PROBLEM DESCRIPTION - Your answer should hold all lines of the entries that include the word "background".

EXTRACTED INFORMATION -
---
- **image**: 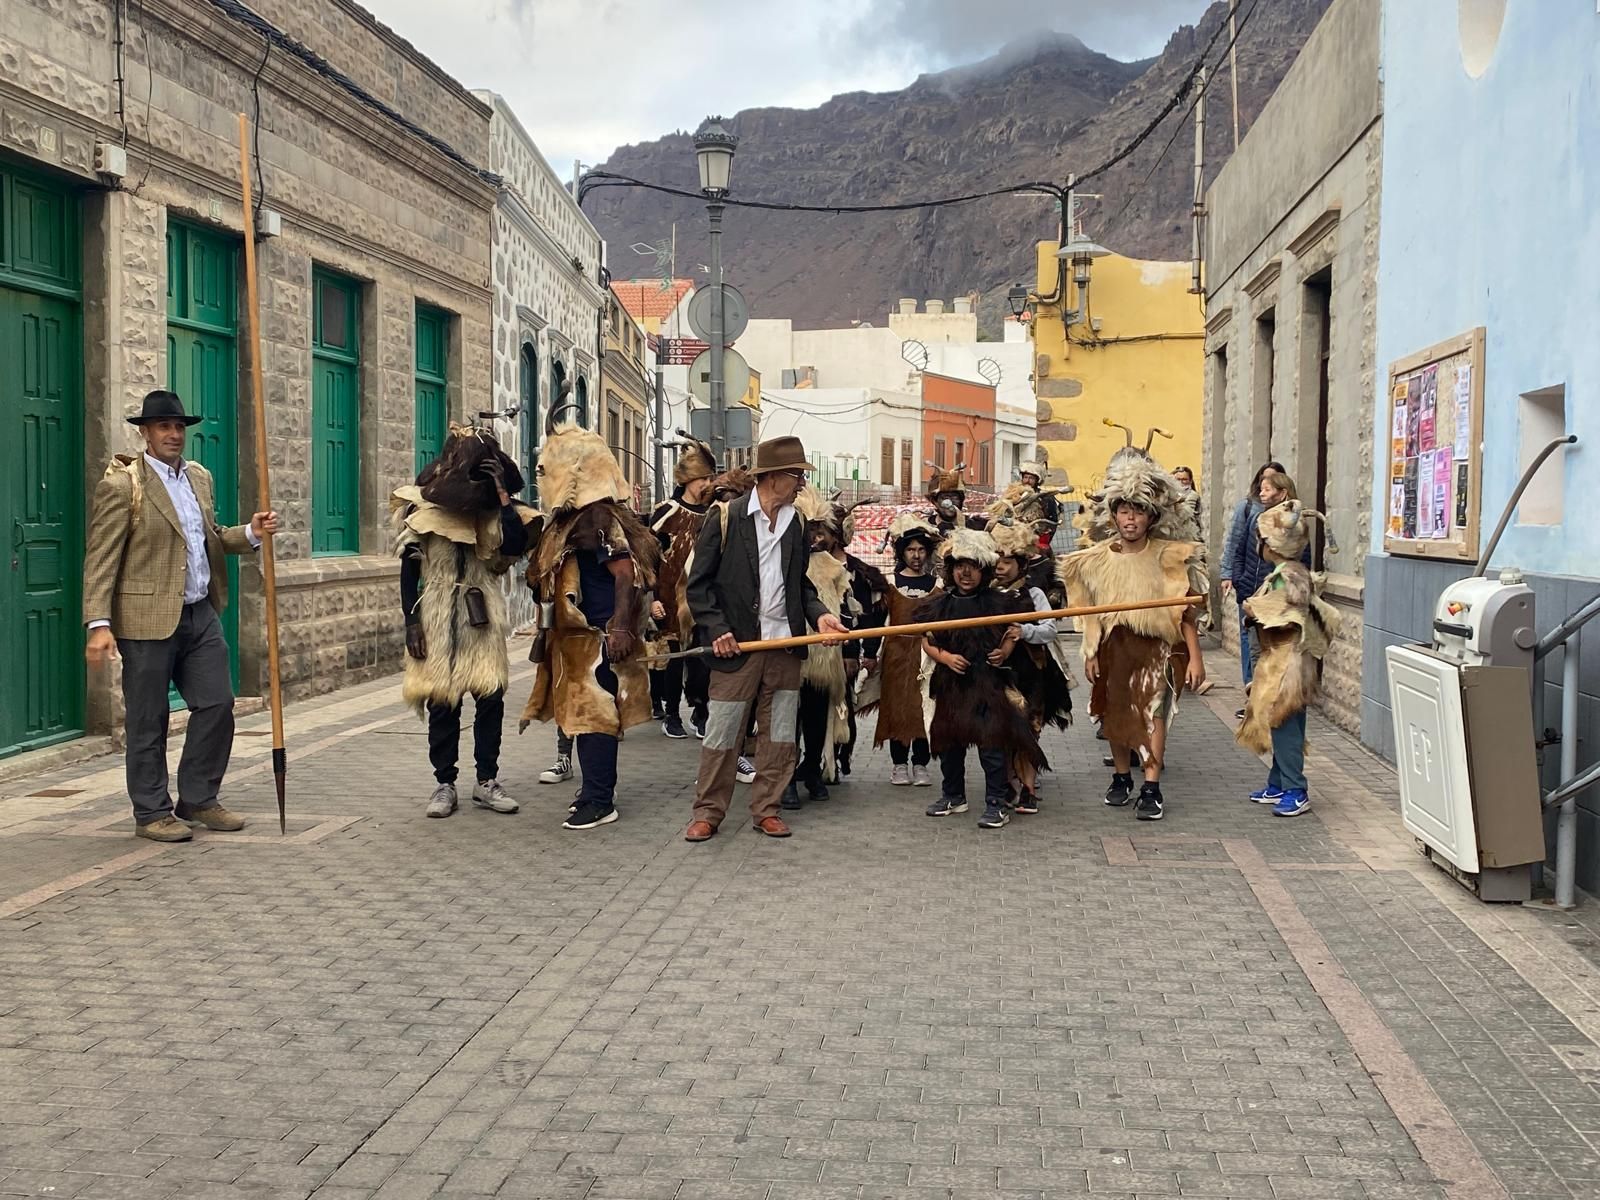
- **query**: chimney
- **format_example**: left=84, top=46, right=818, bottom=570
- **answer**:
left=897, top=298, right=916, bottom=316
left=926, top=299, right=946, bottom=315
left=951, top=297, right=972, bottom=315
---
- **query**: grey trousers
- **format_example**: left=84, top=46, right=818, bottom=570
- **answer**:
left=118, top=602, right=235, bottom=825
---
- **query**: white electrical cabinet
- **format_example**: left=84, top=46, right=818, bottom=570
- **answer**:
left=1388, top=646, right=1479, bottom=873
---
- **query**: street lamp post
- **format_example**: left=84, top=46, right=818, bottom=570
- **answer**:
left=694, top=116, right=737, bottom=468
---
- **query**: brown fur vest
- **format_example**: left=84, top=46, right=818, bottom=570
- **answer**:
left=920, top=589, right=1047, bottom=769
left=650, top=499, right=706, bottom=646
left=519, top=502, right=661, bottom=738
left=1237, top=562, right=1339, bottom=753
left=861, top=586, right=935, bottom=746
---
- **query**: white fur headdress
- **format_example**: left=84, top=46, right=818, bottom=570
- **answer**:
left=1257, top=500, right=1339, bottom=561
left=937, top=526, right=998, bottom=569
left=988, top=519, right=1038, bottom=561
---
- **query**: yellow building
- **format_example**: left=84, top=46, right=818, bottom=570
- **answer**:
left=1027, top=243, right=1205, bottom=514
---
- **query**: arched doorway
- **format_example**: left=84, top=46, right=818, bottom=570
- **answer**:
left=519, top=342, right=538, bottom=501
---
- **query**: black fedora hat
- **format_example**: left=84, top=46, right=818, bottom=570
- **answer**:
left=127, top=390, right=202, bottom=427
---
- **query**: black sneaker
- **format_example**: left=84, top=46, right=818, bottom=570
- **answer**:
left=925, top=795, right=968, bottom=816
left=977, top=803, right=1010, bottom=829
left=691, top=706, right=708, bottom=739
left=835, top=752, right=851, bottom=778
left=651, top=703, right=666, bottom=721
left=805, top=779, right=830, bottom=802
left=662, top=715, right=688, bottom=739
left=781, top=782, right=804, bottom=810
left=1135, top=783, right=1164, bottom=821
left=1105, top=773, right=1134, bottom=807
left=563, top=801, right=619, bottom=830
left=1013, top=789, right=1040, bottom=815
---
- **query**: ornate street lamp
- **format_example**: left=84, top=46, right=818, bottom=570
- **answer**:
left=694, top=116, right=738, bottom=465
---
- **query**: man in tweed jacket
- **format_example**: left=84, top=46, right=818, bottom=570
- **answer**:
left=83, top=390, right=280, bottom=841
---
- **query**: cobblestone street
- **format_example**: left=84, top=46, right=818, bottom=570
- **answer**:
left=4, top=656, right=1600, bottom=1200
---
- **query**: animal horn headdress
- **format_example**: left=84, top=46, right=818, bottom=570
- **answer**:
left=673, top=437, right=717, bottom=487
left=1257, top=500, right=1340, bottom=563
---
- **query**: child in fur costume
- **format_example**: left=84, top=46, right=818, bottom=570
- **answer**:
left=834, top=501, right=888, bottom=780
left=647, top=438, right=719, bottom=739
left=1060, top=452, right=1206, bottom=822
left=919, top=528, right=1046, bottom=829
left=392, top=426, right=543, bottom=820
left=926, top=464, right=987, bottom=534
left=856, top=512, right=942, bottom=786
left=990, top=521, right=1072, bottom=814
left=519, top=420, right=661, bottom=830
left=1240, top=498, right=1340, bottom=818
left=783, top=489, right=854, bottom=808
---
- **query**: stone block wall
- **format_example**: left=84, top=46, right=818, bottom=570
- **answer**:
left=2, top=0, right=495, bottom=723
left=1202, top=120, right=1382, bottom=738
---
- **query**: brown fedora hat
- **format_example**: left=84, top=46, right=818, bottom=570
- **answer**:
left=751, top=435, right=813, bottom=476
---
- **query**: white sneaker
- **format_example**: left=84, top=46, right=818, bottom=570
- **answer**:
left=736, top=756, right=756, bottom=784
left=539, top=755, right=573, bottom=784
left=890, top=764, right=911, bottom=786
left=471, top=779, right=519, bottom=814
left=425, top=782, right=457, bottom=818
left=911, top=764, right=933, bottom=787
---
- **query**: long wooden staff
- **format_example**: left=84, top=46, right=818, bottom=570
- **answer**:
left=237, top=114, right=288, bottom=834
left=640, top=594, right=1203, bottom=665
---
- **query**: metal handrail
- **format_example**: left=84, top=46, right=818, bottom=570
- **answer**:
left=1474, top=435, right=1577, bottom=578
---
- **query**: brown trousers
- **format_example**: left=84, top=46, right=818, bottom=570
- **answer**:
left=692, top=651, right=802, bottom=827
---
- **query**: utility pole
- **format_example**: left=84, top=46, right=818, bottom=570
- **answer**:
left=653, top=359, right=666, bottom=506
left=1228, top=0, right=1241, bottom=149
left=1191, top=66, right=1207, bottom=297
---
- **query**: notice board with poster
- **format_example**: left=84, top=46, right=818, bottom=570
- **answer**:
left=1383, top=327, right=1485, bottom=561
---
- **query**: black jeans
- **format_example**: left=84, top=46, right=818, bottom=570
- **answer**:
left=891, top=738, right=931, bottom=766
left=939, top=745, right=1009, bottom=806
left=792, top=683, right=831, bottom=787
left=575, top=657, right=619, bottom=808
left=427, top=689, right=504, bottom=785
left=656, top=654, right=709, bottom=720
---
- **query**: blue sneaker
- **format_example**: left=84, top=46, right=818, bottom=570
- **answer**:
left=1272, top=789, right=1311, bottom=817
left=926, top=795, right=968, bottom=816
left=1250, top=785, right=1285, bottom=805
left=977, top=803, right=1010, bottom=829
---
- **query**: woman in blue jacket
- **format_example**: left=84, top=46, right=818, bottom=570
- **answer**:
left=1220, top=461, right=1287, bottom=693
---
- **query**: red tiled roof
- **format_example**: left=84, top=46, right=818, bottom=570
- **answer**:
left=612, top=278, right=693, bottom=320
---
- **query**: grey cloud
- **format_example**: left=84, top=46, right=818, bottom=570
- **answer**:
left=843, top=0, right=1211, bottom=64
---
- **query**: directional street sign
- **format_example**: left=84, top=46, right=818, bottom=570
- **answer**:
left=656, top=337, right=709, bottom=366
left=687, top=284, right=750, bottom=344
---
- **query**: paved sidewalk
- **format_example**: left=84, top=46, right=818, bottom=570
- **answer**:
left=3, top=655, right=1600, bottom=1200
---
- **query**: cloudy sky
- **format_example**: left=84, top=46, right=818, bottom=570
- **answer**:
left=364, top=0, right=1211, bottom=178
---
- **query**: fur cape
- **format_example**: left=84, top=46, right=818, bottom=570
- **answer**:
left=1060, top=537, right=1200, bottom=764
left=390, top=486, right=542, bottom=716
left=918, top=586, right=1047, bottom=769
left=859, top=585, right=934, bottom=746
left=1237, top=561, right=1340, bottom=753
left=649, top=498, right=707, bottom=646
left=993, top=578, right=1073, bottom=734
left=802, top=550, right=854, bottom=780
left=519, top=501, right=661, bottom=738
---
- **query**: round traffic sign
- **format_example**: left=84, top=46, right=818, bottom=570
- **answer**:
left=688, top=347, right=751, bottom=406
left=687, top=284, right=750, bottom=344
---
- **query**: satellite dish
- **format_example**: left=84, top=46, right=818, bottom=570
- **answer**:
left=977, top=357, right=1002, bottom=386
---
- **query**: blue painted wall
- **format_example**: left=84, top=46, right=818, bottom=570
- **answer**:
left=1372, top=1, right=1599, bottom=571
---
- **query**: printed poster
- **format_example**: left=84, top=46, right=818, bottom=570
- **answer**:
left=1416, top=452, right=1436, bottom=539
left=1419, top=366, right=1438, bottom=452
left=1433, top=367, right=1457, bottom=458
left=1453, top=364, right=1473, bottom=460
left=1389, top=483, right=1406, bottom=536
left=1405, top=376, right=1422, bottom=456
left=1455, top=463, right=1469, bottom=528
left=1431, top=449, right=1452, bottom=537
left=1402, top=457, right=1419, bottom=539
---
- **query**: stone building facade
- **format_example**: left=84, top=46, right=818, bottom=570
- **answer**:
left=603, top=289, right=652, bottom=505
left=0, top=0, right=495, bottom=757
left=1201, top=0, right=1381, bottom=735
left=477, top=93, right=604, bottom=626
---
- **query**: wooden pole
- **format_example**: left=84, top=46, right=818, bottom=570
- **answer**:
left=237, top=113, right=289, bottom=834
left=643, top=595, right=1203, bottom=663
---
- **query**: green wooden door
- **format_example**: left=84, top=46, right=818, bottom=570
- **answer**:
left=0, top=164, right=83, bottom=757
left=167, top=221, right=239, bottom=688
left=312, top=271, right=360, bottom=555
left=414, top=305, right=447, bottom=476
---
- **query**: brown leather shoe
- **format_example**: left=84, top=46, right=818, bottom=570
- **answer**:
left=754, top=816, right=791, bottom=838
left=135, top=816, right=193, bottom=842
left=179, top=805, right=246, bottom=832
left=684, top=820, right=717, bottom=842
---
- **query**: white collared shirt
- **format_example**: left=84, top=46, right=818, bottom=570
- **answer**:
left=749, top=499, right=795, bottom=641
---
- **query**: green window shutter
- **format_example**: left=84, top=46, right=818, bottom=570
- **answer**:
left=414, top=305, right=448, bottom=477
left=312, top=270, right=361, bottom=555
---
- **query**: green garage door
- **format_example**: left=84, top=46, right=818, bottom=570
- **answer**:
left=167, top=220, right=240, bottom=689
left=0, top=163, right=83, bottom=757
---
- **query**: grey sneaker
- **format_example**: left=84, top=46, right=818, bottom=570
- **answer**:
left=426, top=782, right=458, bottom=818
left=890, top=764, right=911, bottom=786
left=539, top=755, right=573, bottom=784
left=472, top=779, right=519, bottom=814
left=911, top=764, right=933, bottom=787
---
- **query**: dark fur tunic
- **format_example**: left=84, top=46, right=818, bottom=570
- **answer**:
left=917, top=587, right=1047, bottom=769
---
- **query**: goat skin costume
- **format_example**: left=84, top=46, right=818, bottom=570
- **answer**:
left=1060, top=537, right=1203, bottom=762
left=794, top=488, right=854, bottom=775
left=857, top=513, right=941, bottom=747
left=518, top=424, right=662, bottom=738
left=390, top=486, right=542, bottom=716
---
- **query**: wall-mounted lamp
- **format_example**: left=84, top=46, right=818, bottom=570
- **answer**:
left=1006, top=285, right=1030, bottom=319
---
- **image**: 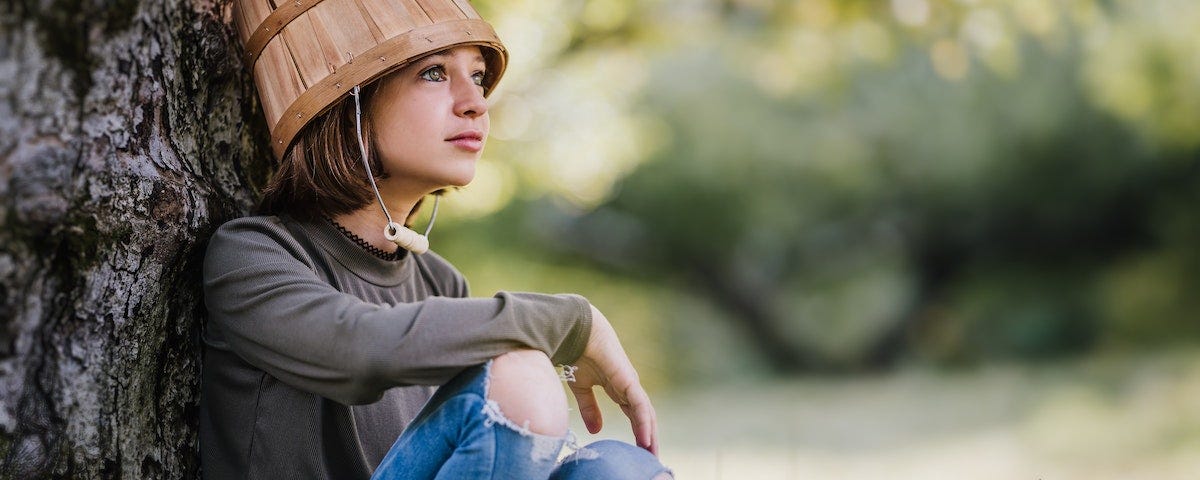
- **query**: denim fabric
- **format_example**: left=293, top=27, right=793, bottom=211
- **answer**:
left=550, top=440, right=672, bottom=479
left=370, top=362, right=672, bottom=480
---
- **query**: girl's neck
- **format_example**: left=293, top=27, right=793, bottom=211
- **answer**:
left=332, top=197, right=419, bottom=254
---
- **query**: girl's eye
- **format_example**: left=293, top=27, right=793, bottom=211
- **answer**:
left=418, top=65, right=486, bottom=89
left=420, top=66, right=447, bottom=82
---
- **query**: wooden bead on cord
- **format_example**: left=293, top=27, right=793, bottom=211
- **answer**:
left=385, top=222, right=429, bottom=254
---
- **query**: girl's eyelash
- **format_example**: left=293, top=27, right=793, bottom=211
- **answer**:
left=417, top=65, right=487, bottom=83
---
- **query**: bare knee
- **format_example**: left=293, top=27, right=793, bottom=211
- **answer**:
left=487, top=349, right=568, bottom=436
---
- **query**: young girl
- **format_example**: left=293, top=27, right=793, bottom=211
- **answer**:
left=202, top=1, right=671, bottom=479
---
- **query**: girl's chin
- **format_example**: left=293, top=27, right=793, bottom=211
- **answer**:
left=391, top=164, right=475, bottom=192
left=444, top=171, right=476, bottom=187
left=418, top=182, right=468, bottom=195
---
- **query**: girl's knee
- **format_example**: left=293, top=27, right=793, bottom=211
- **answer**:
left=486, top=349, right=568, bottom=437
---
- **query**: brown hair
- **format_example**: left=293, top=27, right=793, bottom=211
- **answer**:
left=256, top=86, right=387, bottom=221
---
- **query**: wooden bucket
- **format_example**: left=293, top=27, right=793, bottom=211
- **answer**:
left=233, top=0, right=508, bottom=160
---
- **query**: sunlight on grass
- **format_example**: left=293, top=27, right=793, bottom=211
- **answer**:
left=565, top=349, right=1200, bottom=479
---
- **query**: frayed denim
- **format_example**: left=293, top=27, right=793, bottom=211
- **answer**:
left=370, top=362, right=672, bottom=480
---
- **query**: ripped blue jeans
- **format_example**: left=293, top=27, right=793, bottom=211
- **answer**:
left=370, top=362, right=672, bottom=480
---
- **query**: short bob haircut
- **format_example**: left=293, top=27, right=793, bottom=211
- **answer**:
left=257, top=84, right=390, bottom=222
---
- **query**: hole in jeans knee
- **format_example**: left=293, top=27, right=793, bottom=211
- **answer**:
left=479, top=399, right=565, bottom=462
left=485, top=350, right=568, bottom=437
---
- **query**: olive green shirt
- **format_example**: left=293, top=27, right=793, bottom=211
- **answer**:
left=200, top=216, right=592, bottom=479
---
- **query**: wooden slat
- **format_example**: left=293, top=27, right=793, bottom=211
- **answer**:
left=449, top=0, right=480, bottom=20
left=279, top=14, right=332, bottom=87
left=242, top=0, right=334, bottom=69
left=451, top=0, right=477, bottom=19
left=254, top=37, right=306, bottom=126
left=351, top=0, right=386, bottom=43
left=395, top=0, right=434, bottom=26
left=232, top=3, right=251, bottom=42
left=414, top=0, right=463, bottom=23
left=306, top=14, right=351, bottom=75
left=308, top=0, right=378, bottom=73
left=247, top=0, right=274, bottom=24
left=365, top=0, right=420, bottom=38
left=237, top=0, right=274, bottom=44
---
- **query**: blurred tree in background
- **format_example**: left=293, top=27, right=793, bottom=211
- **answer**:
left=438, top=0, right=1200, bottom=380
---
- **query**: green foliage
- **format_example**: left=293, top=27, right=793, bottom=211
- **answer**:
left=447, top=0, right=1200, bottom=375
left=558, top=33, right=1186, bottom=369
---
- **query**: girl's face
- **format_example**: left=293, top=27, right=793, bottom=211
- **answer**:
left=370, top=46, right=490, bottom=194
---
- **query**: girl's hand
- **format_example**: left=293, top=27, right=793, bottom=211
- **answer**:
left=568, top=305, right=660, bottom=456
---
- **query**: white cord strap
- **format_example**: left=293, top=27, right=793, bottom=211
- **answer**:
left=350, top=85, right=439, bottom=254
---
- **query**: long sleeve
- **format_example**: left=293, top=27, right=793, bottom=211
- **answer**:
left=202, top=217, right=592, bottom=405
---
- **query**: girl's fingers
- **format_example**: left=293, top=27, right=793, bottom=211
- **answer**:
left=572, top=387, right=604, bottom=434
left=650, top=409, right=660, bottom=455
left=616, top=384, right=657, bottom=455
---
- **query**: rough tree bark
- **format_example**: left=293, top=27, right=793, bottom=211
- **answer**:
left=0, top=1, right=268, bottom=478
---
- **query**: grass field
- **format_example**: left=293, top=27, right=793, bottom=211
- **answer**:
left=565, top=348, right=1200, bottom=479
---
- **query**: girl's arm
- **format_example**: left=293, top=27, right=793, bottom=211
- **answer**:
left=202, top=217, right=591, bottom=405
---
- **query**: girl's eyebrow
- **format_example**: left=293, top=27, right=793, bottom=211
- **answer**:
left=414, top=54, right=447, bottom=66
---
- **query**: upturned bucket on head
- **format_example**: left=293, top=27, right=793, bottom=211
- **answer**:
left=232, top=0, right=508, bottom=160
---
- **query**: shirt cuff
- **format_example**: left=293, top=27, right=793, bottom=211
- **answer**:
left=551, top=293, right=593, bottom=365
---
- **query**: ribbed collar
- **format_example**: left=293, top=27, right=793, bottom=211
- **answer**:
left=290, top=216, right=417, bottom=287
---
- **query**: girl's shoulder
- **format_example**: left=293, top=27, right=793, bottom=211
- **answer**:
left=204, top=215, right=318, bottom=276
left=209, top=215, right=303, bottom=253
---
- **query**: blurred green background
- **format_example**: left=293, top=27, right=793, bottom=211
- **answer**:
left=426, top=0, right=1200, bottom=477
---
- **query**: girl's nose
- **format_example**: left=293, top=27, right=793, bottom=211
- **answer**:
left=453, top=75, right=488, bottom=118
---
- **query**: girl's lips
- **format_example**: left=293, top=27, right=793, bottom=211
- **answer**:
left=446, top=132, right=484, bottom=152
left=447, top=137, right=483, bottom=152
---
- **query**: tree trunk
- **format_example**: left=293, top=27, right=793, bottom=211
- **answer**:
left=0, top=1, right=268, bottom=478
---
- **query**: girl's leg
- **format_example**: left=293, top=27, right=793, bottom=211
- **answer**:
left=550, top=440, right=674, bottom=480
left=371, top=350, right=569, bottom=480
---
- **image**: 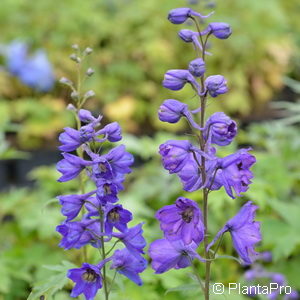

ANSWER BOX -
- **query**: blurred tree in background
- **query**: blurred green background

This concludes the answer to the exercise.